[Pointing dataset records]
• • • • • • •

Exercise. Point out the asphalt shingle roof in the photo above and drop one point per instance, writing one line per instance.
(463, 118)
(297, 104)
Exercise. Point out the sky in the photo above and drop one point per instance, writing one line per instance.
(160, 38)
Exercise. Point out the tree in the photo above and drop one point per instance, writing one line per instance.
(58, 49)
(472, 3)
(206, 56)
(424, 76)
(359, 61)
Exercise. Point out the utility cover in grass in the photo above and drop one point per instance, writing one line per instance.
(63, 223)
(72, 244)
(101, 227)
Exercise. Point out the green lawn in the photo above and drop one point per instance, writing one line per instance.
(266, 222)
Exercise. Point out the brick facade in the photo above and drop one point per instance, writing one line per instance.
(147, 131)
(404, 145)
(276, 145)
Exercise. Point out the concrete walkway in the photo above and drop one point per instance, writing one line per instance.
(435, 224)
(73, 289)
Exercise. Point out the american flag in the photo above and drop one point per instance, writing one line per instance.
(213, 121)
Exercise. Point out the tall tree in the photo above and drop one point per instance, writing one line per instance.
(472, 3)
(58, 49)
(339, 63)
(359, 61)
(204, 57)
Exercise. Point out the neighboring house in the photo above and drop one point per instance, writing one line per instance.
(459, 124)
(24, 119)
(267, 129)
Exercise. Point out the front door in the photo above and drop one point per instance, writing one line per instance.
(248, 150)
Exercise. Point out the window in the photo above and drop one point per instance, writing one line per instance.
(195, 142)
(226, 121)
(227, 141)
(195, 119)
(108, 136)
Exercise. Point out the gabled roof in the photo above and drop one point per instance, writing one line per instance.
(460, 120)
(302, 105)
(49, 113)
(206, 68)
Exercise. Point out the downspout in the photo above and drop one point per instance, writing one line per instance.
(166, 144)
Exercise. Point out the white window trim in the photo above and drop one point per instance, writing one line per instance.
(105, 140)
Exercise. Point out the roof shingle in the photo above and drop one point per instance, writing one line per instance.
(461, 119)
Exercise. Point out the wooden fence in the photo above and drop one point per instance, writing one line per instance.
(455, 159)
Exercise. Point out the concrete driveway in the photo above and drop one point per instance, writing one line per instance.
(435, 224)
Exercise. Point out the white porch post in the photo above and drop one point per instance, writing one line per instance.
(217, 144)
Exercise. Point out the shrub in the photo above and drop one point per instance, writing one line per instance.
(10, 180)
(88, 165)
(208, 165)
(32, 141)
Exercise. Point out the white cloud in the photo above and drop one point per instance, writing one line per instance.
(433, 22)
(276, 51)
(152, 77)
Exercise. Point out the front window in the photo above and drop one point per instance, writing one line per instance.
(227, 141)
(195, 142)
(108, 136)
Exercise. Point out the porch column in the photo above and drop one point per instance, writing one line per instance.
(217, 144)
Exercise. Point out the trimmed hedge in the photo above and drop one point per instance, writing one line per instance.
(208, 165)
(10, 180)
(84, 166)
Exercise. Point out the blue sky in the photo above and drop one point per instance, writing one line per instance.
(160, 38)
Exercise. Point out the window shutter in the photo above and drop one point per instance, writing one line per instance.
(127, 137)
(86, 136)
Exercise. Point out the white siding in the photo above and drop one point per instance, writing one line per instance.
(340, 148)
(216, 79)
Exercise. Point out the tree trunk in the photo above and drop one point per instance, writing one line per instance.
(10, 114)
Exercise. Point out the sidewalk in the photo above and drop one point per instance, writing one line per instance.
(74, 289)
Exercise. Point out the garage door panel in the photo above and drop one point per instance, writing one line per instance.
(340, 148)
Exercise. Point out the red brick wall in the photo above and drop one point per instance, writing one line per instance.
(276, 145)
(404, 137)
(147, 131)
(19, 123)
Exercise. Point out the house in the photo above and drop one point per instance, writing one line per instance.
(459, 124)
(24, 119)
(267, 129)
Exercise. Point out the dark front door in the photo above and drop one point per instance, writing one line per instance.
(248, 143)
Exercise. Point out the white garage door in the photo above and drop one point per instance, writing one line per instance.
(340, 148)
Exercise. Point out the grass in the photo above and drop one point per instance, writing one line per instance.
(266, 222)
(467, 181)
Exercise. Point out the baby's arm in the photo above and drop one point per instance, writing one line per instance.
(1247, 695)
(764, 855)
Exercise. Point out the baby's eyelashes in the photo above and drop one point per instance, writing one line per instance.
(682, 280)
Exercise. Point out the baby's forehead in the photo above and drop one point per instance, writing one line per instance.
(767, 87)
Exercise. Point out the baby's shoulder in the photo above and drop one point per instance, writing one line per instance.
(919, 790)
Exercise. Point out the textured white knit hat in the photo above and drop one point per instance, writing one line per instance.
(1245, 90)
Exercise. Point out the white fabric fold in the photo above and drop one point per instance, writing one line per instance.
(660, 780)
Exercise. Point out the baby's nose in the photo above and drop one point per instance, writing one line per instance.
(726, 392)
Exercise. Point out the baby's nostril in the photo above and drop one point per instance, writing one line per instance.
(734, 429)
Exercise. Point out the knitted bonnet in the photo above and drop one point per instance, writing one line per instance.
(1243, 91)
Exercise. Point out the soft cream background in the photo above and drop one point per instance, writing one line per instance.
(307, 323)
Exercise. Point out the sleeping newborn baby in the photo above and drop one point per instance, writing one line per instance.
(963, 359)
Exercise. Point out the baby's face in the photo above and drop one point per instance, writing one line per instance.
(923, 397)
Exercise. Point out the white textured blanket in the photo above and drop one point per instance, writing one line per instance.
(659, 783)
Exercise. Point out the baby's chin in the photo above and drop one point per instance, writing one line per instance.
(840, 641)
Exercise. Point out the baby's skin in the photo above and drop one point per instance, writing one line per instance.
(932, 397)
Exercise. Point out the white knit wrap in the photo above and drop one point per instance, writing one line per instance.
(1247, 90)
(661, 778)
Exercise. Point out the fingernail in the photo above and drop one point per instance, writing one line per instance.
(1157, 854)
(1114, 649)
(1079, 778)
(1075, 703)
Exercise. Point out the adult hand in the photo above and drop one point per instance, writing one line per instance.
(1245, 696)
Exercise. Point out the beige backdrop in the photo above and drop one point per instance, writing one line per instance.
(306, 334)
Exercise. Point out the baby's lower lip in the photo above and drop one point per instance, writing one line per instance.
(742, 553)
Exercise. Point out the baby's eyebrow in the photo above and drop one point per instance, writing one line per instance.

• • • • • • •

▶ Request: Return, word for word, each line from the line that contains "Exercise. Point out the sleeping" to the end of the listing above; include both end lines and nothing else.

▶ Task solution:
Exercise. Point out the sleeping newborn baby in the photo above and drop one point per instance, writing one line per instance.
(963, 359)
Exercise. Point out the baby's face in the photo above and drop one point per instance, writing one line per instance.
(923, 397)
Exercise. Point out the white textured blanket in the photo above and drop one point per instance, writing one line per instance.
(659, 783)
Exercise. Point out the baby's chin in the photo above and drop one point per instance, writing one line per instance.
(840, 641)
Exercise. Point out the baby's skin in the photo above and drop one point per instance, writing one line per instance.
(932, 397)
Exercise. Point out the white knit wrap in the photo above and drop one point per instance, writing one line per instance.
(1247, 90)
(661, 778)
Exercise. Point out the fingernail in the photo above and drop one point per instance, writing one line per instance.
(1157, 854)
(1114, 649)
(1079, 778)
(1075, 703)
Exercise. Point out the adult hand in the photo above and drop one point per instance, writing one line per instance.
(1245, 696)
Exercise. Point out the beige backdrop in the photo above and drop one point per instance, writing one line per instance.
(306, 334)
Exercise. Point out the baby's lower lip in the photo above and drop one point per instance, writing one line per instance.
(742, 553)
Exercise. Point out the baby's eyebrow in the photo above and drop one point per instance, writing one line per instance.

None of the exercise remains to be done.